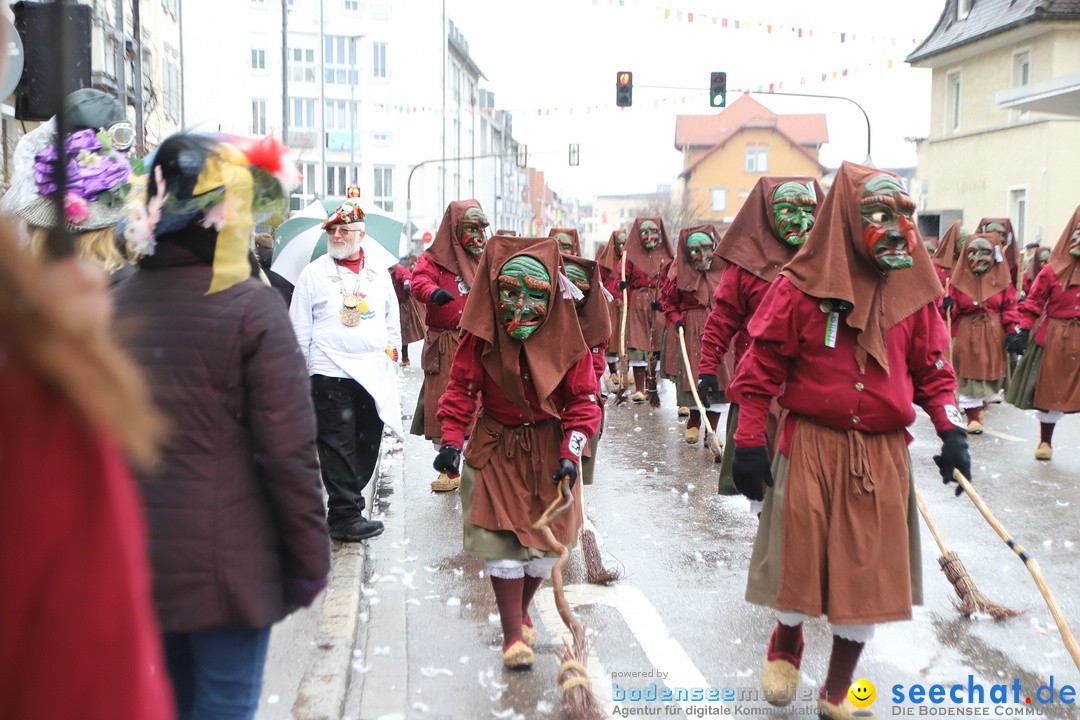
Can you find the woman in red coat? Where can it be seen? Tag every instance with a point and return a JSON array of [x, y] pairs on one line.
[[982, 303], [524, 360], [1047, 377]]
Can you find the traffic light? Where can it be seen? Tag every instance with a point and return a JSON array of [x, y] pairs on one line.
[[624, 89], [718, 90]]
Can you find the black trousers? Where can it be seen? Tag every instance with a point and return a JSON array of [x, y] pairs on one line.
[[350, 433]]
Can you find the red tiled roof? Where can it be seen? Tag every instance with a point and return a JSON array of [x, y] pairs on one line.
[[706, 131]]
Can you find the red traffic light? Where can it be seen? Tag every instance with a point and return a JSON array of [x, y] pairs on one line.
[[624, 89]]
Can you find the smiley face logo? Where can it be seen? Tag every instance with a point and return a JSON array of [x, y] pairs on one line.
[[862, 693]]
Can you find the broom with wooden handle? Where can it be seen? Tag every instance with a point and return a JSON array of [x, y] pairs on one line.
[[971, 599], [712, 439], [1029, 562]]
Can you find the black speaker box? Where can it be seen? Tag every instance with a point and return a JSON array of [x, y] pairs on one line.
[[37, 96]]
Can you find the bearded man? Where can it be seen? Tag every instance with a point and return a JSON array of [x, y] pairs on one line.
[[347, 321], [770, 228], [848, 337], [441, 281]]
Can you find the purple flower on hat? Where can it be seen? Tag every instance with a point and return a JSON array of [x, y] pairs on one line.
[[90, 171]]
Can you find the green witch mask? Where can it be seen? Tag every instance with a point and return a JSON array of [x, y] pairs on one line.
[[699, 250], [793, 207], [524, 296], [579, 276], [650, 234], [473, 231], [980, 255], [889, 232]]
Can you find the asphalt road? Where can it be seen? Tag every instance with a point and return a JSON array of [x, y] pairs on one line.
[[428, 643]]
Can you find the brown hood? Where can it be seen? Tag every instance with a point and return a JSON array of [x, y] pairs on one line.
[[446, 250], [1009, 246], [575, 240], [594, 317], [552, 350], [948, 248], [688, 280], [833, 265], [649, 261], [1065, 265], [606, 255], [991, 282], [751, 242]]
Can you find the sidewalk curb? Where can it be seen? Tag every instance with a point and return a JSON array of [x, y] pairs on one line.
[[322, 691]]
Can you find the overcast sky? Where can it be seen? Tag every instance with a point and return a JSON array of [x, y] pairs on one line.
[[552, 63]]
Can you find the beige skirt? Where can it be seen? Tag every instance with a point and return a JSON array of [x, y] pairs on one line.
[[838, 534]]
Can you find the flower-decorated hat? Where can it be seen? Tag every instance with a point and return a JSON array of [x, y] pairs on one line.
[[347, 212]]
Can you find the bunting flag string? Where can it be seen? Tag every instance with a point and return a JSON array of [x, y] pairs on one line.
[[805, 81], [768, 27]]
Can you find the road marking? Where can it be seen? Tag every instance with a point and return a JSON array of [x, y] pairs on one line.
[[643, 620]]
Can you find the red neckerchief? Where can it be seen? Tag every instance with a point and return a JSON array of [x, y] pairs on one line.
[[355, 266]]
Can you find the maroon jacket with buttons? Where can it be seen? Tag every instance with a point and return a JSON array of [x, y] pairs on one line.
[[235, 504]]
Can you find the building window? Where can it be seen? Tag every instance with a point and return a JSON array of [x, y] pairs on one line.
[[1017, 208], [383, 188], [756, 159], [337, 179], [258, 117], [339, 60], [302, 114], [719, 200], [953, 102], [302, 66], [379, 64], [171, 82], [338, 116]]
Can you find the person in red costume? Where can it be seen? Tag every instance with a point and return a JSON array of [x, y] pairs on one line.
[[412, 318], [982, 303], [608, 258], [848, 337], [685, 299], [1047, 377], [646, 253], [524, 360], [441, 282], [770, 228], [79, 636], [947, 254], [592, 309]]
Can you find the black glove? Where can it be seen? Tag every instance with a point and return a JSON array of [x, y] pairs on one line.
[[954, 456], [1016, 342], [751, 469], [567, 469], [441, 297], [448, 459], [707, 383]]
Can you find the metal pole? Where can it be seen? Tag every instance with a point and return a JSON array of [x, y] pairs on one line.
[[284, 71]]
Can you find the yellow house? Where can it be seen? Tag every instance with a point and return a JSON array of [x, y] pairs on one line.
[[725, 154], [1006, 78]]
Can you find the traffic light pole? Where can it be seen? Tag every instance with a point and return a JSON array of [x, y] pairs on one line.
[[832, 97], [408, 182]]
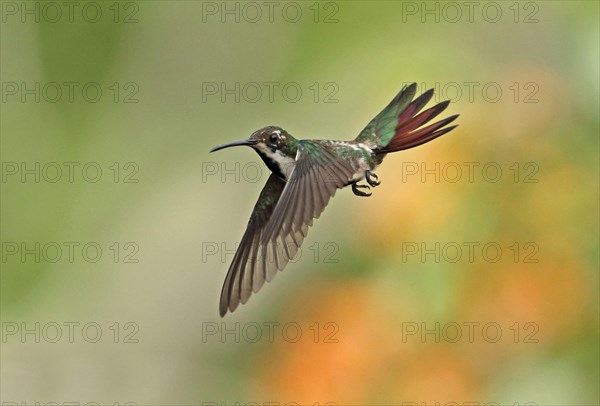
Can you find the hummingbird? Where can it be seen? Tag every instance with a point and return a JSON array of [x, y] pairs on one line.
[[305, 174]]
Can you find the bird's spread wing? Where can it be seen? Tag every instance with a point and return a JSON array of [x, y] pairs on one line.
[[280, 220], [247, 270], [318, 173]]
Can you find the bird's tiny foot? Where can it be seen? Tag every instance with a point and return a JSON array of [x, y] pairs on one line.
[[372, 178], [357, 192]]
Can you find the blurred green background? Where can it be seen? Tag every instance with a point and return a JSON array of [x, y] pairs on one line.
[[160, 191]]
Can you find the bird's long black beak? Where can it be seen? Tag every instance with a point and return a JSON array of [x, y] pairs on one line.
[[247, 143]]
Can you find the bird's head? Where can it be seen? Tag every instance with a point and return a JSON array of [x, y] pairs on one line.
[[267, 141]]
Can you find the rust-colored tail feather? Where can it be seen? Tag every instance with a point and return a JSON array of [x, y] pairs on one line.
[[408, 135]]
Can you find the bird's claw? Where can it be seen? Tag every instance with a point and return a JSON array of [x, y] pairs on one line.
[[357, 192], [372, 178]]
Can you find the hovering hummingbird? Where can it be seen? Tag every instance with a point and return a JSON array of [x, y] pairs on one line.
[[306, 174]]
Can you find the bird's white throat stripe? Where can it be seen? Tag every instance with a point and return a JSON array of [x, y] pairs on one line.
[[286, 164]]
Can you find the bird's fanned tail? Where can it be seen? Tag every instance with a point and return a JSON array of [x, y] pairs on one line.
[[399, 125]]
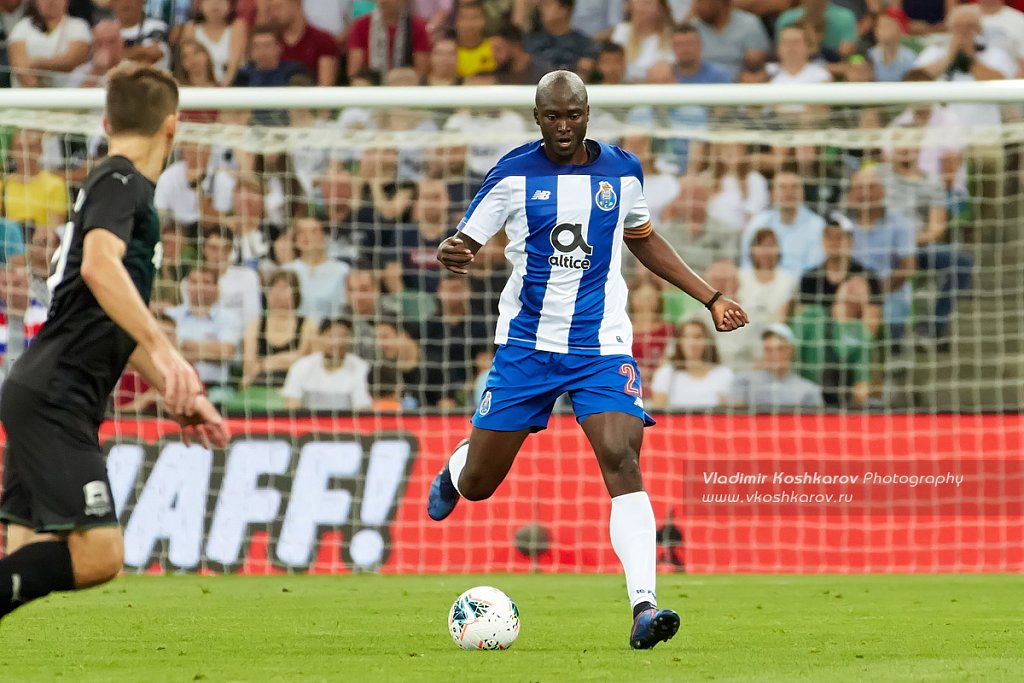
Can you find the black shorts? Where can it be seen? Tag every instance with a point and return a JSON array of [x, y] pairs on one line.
[[54, 473]]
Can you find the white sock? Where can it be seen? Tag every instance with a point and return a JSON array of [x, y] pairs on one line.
[[457, 462], [633, 538]]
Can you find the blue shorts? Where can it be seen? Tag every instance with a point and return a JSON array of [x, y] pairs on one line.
[[524, 383]]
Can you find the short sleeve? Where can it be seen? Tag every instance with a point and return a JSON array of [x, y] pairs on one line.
[[110, 207], [662, 381], [489, 209]]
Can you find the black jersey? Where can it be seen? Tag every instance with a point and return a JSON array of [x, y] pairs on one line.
[[80, 352]]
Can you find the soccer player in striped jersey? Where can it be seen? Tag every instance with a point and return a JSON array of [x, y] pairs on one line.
[[567, 206]]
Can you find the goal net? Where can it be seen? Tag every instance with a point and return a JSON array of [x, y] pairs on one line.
[[866, 420]]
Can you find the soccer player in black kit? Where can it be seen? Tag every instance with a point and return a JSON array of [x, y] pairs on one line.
[[62, 531]]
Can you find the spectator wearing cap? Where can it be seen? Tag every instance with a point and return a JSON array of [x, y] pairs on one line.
[[889, 56], [731, 37], [776, 385], [389, 37], [690, 66], [514, 66], [1003, 28], [840, 24], [304, 43], [557, 43], [798, 227]]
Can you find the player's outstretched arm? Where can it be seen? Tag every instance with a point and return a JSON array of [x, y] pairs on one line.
[[104, 274], [457, 253], [204, 425], [655, 253]]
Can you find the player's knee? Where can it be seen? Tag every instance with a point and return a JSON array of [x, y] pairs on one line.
[[97, 556]]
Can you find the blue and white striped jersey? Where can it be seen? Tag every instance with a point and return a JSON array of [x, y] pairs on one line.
[[565, 225]]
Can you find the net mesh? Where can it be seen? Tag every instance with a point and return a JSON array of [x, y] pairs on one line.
[[899, 447]]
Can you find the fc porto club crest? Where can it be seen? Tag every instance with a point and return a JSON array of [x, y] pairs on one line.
[[605, 198]]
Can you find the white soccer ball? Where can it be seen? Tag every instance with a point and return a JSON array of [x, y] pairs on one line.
[[483, 619]]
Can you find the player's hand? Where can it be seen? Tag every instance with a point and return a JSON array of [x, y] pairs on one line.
[[455, 256], [728, 314], [204, 425], [181, 383]]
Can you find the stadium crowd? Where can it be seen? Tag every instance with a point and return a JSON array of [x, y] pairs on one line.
[[307, 280]]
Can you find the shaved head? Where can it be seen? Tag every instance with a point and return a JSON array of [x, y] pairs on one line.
[[560, 85]]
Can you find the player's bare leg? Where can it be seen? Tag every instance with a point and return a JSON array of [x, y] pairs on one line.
[[616, 438], [18, 537], [475, 469], [43, 563]]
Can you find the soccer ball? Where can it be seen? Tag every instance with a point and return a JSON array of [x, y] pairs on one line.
[[483, 619]]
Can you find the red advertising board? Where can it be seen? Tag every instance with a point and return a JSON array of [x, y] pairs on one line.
[[794, 494]]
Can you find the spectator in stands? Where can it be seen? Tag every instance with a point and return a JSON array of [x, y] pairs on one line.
[[692, 377], [610, 66], [385, 388], [966, 57], [890, 57], [305, 44], [651, 334], [514, 66], [884, 241], [776, 385], [279, 337], [557, 43], [209, 335], [794, 63], [819, 286], [266, 70], [922, 199], [646, 37], [1004, 28], [363, 292], [475, 51], [836, 345], [691, 229], [799, 229], [322, 281], [451, 342], [740, 191], [217, 29], [396, 347], [765, 290], [387, 38], [46, 45], [144, 39], [239, 286], [443, 69], [332, 378], [730, 36], [192, 194], [419, 242], [691, 68], [840, 24], [926, 16], [107, 52], [598, 18], [32, 195]]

┄┄┄┄┄┄┄┄┄┄┄┄┄┄┄┄┄┄┄┄

Task goal → Reproduce verbatim the data between the lines holding "Can you find the blurred" and "[[457, 462], [633, 538]]", inclusive, omitting any picture from your reply.

Output of the exercise →
Can you find the blurred green background? Where can it be seen? Tag every instance with a point and return a JSON array of [x, y] pairs on one line.
[[160, 191]]
Can you find the bird's long black beak? Where can it be seen? Tag every instance with a point and return a JSON array of [x, y] pairs on one line.
[[247, 143]]
Can you find the bird's head? Where can it be seen? Tag every instance with a point and return a JSON array of [x, y] pairs on one line.
[[267, 141]]
Can you find the rust-colored tail feather? Where can it be seen? Tag every instance with a point and return a JSON array of [x, y] pairs on one line.
[[408, 135]]
Can you find the bird's claw? Where can it be seen? Tag every instance with a point and return a JSON array of [x, y] pairs on one line.
[[357, 192], [372, 178]]
Can you find the hovering hummingbird? Where can it be seen? Tag every instance with a point and return a JSON array of [x, y] pairs on one line.
[[306, 174]]
Can you find the bird's white throat stripe? Where can it be seen? Tag every instance with a point and return a JSON array of [x, y] pairs on one line.
[[286, 164]]
Can you find the bird's fanned tail? Where can it be seen? Tag every instance with a point and return a JSON array of [x, y] pairs on one line.
[[399, 125]]
Can you find the black shorts? Where can it be seen? Tag every instance with a point and return a JSON array of [x, y] pairs on one line.
[[54, 473]]
Can you find the white sock? Where can it be seen? Tag every instance with a point and return a JSON array of [x, y] pairs on one line.
[[457, 462], [633, 538]]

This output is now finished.